**Requests:**
A. Translate this sentence from the plotting text into Spanish: "Pandas includes methods for DataFrame and Series objects that are relatively high-level, and that make reasonable assumptions about how the plot should look."
B. Copy out the plotting text starting with "variables.cumsum(0).plot()" and going on through "the columns attribute.", swapping "variables" for "samples".

**Text extract:**
Reference: [Lorenz system](https://en.wikipedia.org/wiki/Lorenz_system)

Complete the following code to make plots of the Lorenz attractor.

In [None]:
import scipy.integrate

# Lorenz paramters and initial conditions
sigma, beta, rho = 10, 2.667, 28
u0, v0, w0 = 0, 1, 1.05

# Maximum time point and total number of time points
tmax, n = 100, 10000

# Integrate the Lorenz equations on the time grid t
f = odeint(lorenz, (u0, v0, w0), t, args=(sigma, beta, rho))
x, y, z = f.T

# Plotting the Lorenz attractor

# Create figure and axes object usinb subplots function:
fig, ax = ----

# Plot x vs z (red-dashed line, use linewidth=0.5)
ax.plot(----)

# Add title and x/y labels (fontsize=18)
ax.----
ax.----
ax.----

# Optional: Repeat plot for x vs y, y vs z - i.e. plot all three in a 1x3 sunplot

### Using Pandas

Pandas includes methods for DataFrame and Series objects that are relatively high-level, and that make reasonable assumptions about how the plot should look.

In [None]:
import pandas as pd
pd.set_option("max_rows", 10) # only 10 rows of data will be displayed
np.set_printoptions(suppress=True)
LARGE_FIGSIZE = (8, 6) # set figure size

In [None]:
normals = pd.Series(np.random.normal(size=10))
normals.plot()

In [None]:
variables = pd.DataFrame({'normal': np.random.normal(size=100), 
                       'gamma': np.random.gamma(1, size=100), 
                       'poisson': np.random.poisson(size=100)})
variables.cumsum(0).plot()

As an illustration of the high-level nature of Pandas plots, we can split multiple series into subplots with a single argument for plot:

In [None]:
variables.cumsum(0).plot(subplots=True)

In [None]:
airports = pd.read_csv("http://ourairports.com/data/airports.csv", header=None, dtype=str)
airports.head()

In [None]:
# The data doesn’t have column headers, so we add them in by assigning to the columns attribute. 
airports.columns = ["id", "ident", "type", "name", 
                    "latitude_deg", "longitude_deg", "elevation_ft", 
                    "continent","country", "region","municipality",
                    "service","gps_code", "iata_code", "local_code", 
                    "home_link", "wikipedia_link","keywords"]

### Static maps

Our data is inherently a good fit for mapping – we have latitude and longitude pairs for airports, and for source and destination airports.

In [None]:
# Import the basemap package
from mpl_toolkits.basemap import Basemap

# Create a map on which to draw.  
# We're using a mercator projection, and showing the whole world.

**Given data:**
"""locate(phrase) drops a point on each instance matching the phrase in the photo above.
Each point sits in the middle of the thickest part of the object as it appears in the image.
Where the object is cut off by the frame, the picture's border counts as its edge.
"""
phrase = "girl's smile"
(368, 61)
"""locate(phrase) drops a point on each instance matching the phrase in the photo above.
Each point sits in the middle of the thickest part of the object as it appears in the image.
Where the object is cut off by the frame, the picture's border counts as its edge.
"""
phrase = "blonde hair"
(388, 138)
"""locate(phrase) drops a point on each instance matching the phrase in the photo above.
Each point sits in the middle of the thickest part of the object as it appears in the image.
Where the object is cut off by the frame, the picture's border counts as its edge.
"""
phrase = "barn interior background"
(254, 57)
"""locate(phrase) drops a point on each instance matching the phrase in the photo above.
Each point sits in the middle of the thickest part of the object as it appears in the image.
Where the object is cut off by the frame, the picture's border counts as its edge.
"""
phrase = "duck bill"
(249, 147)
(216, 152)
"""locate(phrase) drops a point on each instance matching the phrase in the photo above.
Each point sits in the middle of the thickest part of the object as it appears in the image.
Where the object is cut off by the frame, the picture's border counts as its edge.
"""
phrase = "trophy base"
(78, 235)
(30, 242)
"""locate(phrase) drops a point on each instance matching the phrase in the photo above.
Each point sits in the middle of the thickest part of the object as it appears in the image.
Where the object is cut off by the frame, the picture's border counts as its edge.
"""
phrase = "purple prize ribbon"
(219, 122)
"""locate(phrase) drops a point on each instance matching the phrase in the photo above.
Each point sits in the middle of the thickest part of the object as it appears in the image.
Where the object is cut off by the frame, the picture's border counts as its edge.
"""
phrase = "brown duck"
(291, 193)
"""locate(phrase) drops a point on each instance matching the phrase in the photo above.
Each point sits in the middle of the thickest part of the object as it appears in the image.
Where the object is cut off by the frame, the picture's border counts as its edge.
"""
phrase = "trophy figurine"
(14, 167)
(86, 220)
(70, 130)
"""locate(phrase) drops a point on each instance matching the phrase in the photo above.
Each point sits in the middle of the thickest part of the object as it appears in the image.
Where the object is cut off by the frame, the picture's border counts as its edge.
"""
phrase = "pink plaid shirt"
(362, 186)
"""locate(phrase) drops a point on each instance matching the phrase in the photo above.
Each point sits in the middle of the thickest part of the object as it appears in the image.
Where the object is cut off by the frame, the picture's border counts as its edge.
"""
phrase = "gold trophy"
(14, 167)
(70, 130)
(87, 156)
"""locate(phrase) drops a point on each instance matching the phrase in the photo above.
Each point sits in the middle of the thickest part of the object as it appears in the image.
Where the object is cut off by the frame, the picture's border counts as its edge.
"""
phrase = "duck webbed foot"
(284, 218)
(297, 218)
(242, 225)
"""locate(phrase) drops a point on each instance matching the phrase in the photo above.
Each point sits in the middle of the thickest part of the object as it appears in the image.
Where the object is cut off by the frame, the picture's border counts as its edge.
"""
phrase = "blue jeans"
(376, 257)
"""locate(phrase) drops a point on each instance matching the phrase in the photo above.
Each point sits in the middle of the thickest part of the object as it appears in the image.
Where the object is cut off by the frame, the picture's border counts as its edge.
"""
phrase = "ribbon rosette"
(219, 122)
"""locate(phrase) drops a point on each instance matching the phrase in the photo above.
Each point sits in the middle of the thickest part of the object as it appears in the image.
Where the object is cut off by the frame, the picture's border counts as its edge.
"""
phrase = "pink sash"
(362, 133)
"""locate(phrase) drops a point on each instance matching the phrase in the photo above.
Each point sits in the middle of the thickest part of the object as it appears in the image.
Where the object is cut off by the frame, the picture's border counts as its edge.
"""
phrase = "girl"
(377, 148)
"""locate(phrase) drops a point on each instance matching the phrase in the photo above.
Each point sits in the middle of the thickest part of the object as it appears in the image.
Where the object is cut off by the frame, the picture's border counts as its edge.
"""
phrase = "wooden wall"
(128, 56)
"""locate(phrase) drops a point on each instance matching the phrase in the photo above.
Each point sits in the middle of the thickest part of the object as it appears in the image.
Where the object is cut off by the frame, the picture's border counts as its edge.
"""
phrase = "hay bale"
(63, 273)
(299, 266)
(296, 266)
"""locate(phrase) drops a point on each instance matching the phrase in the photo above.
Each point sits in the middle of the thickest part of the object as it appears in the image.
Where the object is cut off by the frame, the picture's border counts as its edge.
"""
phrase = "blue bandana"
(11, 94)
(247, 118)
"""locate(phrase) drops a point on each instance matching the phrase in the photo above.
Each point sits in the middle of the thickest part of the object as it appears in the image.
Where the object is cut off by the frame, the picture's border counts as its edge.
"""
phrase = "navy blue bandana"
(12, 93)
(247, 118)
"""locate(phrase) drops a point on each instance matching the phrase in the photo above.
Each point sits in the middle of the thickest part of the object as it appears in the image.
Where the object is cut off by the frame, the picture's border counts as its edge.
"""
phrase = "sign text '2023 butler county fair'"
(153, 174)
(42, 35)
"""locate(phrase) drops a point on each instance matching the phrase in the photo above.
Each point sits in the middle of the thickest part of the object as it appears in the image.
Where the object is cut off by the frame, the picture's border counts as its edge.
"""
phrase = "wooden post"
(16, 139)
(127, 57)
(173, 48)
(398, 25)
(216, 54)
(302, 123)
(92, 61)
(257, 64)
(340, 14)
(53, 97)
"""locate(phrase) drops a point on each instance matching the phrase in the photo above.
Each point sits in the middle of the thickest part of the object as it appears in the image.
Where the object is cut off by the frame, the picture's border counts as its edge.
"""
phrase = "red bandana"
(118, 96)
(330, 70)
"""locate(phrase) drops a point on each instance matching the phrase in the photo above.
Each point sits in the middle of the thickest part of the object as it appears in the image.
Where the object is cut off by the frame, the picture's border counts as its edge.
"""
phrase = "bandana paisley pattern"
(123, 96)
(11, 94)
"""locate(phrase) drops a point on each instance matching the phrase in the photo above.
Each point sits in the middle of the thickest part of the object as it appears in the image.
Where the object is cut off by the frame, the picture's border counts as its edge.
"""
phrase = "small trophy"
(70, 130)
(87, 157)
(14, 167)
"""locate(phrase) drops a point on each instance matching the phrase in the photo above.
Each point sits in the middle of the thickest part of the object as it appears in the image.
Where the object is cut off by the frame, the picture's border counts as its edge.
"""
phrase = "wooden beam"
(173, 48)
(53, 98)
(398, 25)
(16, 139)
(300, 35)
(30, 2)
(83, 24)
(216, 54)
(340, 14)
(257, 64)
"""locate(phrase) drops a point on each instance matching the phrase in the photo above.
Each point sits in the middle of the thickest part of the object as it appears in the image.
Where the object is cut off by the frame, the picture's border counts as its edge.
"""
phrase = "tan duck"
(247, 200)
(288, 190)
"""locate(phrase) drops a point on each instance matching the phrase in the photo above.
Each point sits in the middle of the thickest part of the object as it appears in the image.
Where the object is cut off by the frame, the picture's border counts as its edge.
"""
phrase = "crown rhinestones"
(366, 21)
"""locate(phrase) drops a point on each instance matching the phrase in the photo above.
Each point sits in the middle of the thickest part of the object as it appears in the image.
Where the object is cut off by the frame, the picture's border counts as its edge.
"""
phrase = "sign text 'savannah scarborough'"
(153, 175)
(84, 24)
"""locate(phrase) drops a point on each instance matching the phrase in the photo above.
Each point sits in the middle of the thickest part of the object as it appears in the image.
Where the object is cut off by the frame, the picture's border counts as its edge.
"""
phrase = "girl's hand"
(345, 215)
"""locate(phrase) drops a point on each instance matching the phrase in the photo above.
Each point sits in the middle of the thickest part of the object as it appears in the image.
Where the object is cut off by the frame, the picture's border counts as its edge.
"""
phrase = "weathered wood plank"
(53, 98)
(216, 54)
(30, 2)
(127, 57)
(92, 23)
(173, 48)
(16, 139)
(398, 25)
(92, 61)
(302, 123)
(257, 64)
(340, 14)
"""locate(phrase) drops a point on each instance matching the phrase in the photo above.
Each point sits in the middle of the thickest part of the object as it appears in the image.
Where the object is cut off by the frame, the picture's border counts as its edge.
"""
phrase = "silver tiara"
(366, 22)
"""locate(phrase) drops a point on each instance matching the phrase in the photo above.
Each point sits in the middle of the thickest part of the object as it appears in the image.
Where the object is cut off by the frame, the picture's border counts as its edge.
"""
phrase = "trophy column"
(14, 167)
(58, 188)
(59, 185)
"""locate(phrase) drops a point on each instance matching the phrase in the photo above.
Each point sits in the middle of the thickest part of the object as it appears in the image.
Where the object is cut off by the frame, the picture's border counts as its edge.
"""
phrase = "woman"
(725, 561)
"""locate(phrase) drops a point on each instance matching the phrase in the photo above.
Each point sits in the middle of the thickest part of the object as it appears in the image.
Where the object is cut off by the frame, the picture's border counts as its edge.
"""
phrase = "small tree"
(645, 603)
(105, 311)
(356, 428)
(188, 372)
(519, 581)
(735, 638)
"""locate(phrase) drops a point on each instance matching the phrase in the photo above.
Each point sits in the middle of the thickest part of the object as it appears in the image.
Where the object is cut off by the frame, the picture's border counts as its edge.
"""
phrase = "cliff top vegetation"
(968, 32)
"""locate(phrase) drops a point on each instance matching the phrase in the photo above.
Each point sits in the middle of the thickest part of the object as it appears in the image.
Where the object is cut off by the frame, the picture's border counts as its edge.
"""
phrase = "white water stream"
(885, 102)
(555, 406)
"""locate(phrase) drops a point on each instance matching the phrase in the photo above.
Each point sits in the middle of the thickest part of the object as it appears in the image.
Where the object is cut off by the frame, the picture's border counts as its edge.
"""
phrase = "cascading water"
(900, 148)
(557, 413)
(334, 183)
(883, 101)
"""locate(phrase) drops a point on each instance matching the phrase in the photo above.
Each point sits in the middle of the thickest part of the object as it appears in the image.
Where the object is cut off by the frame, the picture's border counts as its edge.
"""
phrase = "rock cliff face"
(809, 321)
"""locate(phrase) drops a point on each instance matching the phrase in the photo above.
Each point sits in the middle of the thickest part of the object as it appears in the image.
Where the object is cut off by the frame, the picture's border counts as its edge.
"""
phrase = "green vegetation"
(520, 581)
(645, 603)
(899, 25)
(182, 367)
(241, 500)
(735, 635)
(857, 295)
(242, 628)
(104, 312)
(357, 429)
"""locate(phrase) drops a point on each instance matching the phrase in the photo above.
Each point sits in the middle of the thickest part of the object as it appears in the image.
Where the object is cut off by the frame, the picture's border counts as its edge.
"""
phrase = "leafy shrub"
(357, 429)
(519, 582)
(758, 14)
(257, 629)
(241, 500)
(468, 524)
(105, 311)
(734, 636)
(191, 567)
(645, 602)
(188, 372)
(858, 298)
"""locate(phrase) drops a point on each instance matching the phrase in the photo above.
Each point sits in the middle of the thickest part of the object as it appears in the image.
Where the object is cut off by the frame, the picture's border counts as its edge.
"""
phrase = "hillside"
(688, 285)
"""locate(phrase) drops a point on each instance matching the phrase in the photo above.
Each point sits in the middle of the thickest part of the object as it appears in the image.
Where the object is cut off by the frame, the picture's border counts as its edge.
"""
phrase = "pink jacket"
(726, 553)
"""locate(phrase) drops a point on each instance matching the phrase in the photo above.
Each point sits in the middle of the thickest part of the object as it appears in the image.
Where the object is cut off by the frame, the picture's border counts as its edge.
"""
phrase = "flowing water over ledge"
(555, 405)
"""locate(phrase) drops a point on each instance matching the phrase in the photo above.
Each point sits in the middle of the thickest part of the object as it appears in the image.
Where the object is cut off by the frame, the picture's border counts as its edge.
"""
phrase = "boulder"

**List of solutions:**
A. Pandas incluye métodos para los objetos DataFrame y Series que son de nivel relativamente alto y que hacen suposiciones razonables sobre cómo debería verse el gráfico.

B.
samples.cumsum(0).plot()

As an illustration of the high-level nature of Pandas plots, we can split multiple series into subplots with a single argument for plot:

In [None]:
samples.cumsum(0).plot(subplots=True)

In [None]:
airports = pd.read_csv("http://ourairports.com/data/airports.csv", header=None, dtype=str)
airports.head()

In [None]:
# The data doesn’t have column headers, so we add them in by assigning to the columns attribute.